Selected passage:
— START —
Our modern-day Saint Paul is an aging giant – a man of great stature, both physically and morally.  No stranger to tribulation and danger, he voluntarily charges back into the fray to save the world.  Having put himself on the chop-chop block when his career truly hinged on it – and having pulled off what the world acknowledges to be a heroic feat of economic derring-do – Paul Volcker has returned to teach us the lesson of history.  He is already suffering the consequences of his choice.


Wall Street is full of smart people.  It is even fuller of smart-asses who, at critical junctures are fond of spouting statements like “Those who can not remember the past are condemned to repeat it” before heading off to print the next trade with someone else’s money.  There’s this to say about teaching lessons: the students have to actually be in the classroom.


Business Week reports (15 December, “Volcker: Financial Fix ‘Like A Dimple’ So Far”) the aging warrior has trekked across five nations, visiting nine cities in the past eight weeks, warning that financial authorities “have not come anywhere close to responding with necessary vigor” to the world’s financial situation.  He scolded a gaggle of financial executives at the Wall Street Journal conference in West Sussex, England, for proposing changes that were “like a dimple.”


Far from being a revelation on the road to Damascus, Volcker came by this knowledge the hard way – he lived every bruising moment of a global fiscal crisis and withstood the shocks largely alone.  With the death this week of Professor Samuelson, “Dimples” Volcker is perhaps the only world-class economist alive who actually was an established economist during past crises.  Harvard’s Niall Ferguson observes that potentially civilization-ending or society-disrupting events happen just far enough apart that those in power today were not around to experience it last time.  Add to this the standard 30-minute (interrupted by commercials) memory span of Wall Street, Washington, and television-addicted America, and it’s a wonder anyone can remember how to use an ATM, much less rescue a damaged economy.
— END —
Tasks to carry out:
A. Reproduce the portion of the passage on Paul Volcker between "Far from being" and "a damaged economy.", inclusive.
B. Turn the lines of the records, from the first line of the records through the line holding "Provide the mask of the striped", inclusive, into a JSON list of strings with one string per line. Omit blank lines.

Record extracts:
— START —
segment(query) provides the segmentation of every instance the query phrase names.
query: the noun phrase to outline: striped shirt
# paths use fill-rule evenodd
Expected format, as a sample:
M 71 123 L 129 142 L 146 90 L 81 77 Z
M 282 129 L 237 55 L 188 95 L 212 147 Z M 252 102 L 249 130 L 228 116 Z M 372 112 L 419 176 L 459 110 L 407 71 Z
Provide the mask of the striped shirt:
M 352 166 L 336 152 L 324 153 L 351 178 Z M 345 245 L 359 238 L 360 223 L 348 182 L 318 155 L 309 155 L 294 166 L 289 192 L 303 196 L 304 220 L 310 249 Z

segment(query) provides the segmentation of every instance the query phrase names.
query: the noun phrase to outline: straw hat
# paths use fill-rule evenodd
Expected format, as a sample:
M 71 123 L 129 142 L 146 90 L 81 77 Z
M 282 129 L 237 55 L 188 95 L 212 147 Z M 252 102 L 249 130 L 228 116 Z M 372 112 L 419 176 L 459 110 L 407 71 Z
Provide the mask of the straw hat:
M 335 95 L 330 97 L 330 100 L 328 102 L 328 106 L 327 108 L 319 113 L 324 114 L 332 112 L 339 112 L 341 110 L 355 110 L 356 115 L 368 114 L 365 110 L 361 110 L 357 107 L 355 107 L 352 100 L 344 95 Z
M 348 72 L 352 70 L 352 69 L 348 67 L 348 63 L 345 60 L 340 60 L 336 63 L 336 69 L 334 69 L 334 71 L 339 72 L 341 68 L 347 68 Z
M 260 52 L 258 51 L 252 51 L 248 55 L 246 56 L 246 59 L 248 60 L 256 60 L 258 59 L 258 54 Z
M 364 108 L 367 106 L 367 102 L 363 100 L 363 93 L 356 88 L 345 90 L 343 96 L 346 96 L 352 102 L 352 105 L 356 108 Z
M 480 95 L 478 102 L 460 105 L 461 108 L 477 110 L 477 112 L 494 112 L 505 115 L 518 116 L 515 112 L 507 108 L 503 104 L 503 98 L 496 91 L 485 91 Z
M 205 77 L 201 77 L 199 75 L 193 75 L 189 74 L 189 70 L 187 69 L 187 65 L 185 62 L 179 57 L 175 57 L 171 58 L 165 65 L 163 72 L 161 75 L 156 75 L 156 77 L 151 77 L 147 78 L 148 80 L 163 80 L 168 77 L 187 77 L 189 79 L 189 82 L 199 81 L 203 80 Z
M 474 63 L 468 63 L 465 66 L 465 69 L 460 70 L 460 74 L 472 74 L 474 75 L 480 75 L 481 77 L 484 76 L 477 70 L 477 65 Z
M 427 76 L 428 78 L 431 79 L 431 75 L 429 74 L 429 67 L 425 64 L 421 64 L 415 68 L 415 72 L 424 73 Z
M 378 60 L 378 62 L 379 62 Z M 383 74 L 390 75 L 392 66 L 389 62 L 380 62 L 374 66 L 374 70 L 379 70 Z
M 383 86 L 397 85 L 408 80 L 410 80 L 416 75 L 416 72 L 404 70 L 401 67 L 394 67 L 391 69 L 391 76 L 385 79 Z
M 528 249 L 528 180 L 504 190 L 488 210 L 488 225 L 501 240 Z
— END —
Exercise results:
A.
Far from being a revelation on the road to Damascus, Volcker came by this knowledge the hard way – he lived every bruising moment of a global fiscal crisis and withstood the shocks largely alone.  With the death this week of Professor Samuelson, “Dimples” Volcker is perhaps the only world-class economist alive who actually was an established economist during past crises.  Harvard’s Niall Ferguson observes that potentially civilization-ending or society-disrupting events happen just far enough apart that those in power today were not around to experience it last time.  Add to this the standard 30-minute (interrupted by commercials) memory span of Wall Street, Washington, and television-addicted America, and it’s a wonder anyone can remember how to use an ATM, much less rescue a damaged economy.

B.
[
  "segment(query) provides the segmentation of every instance the query phrase names.",
  "query: the noun phrase to outline: striped shirt",
  "# paths use fill-rule evenodd",
  "Expected format, as a sample:",
  "M 71 123 L 129 142 L 146 90 L 81 77 Z",
  "M 282 129 L 237 55 L 188 95 L 212 147 Z M 252 102 L 249 130 L 228 116 Z M 372 112 L 419 176 L 459 110 L 407 71 Z",
  "Provide the mask of the striped shirt:"
]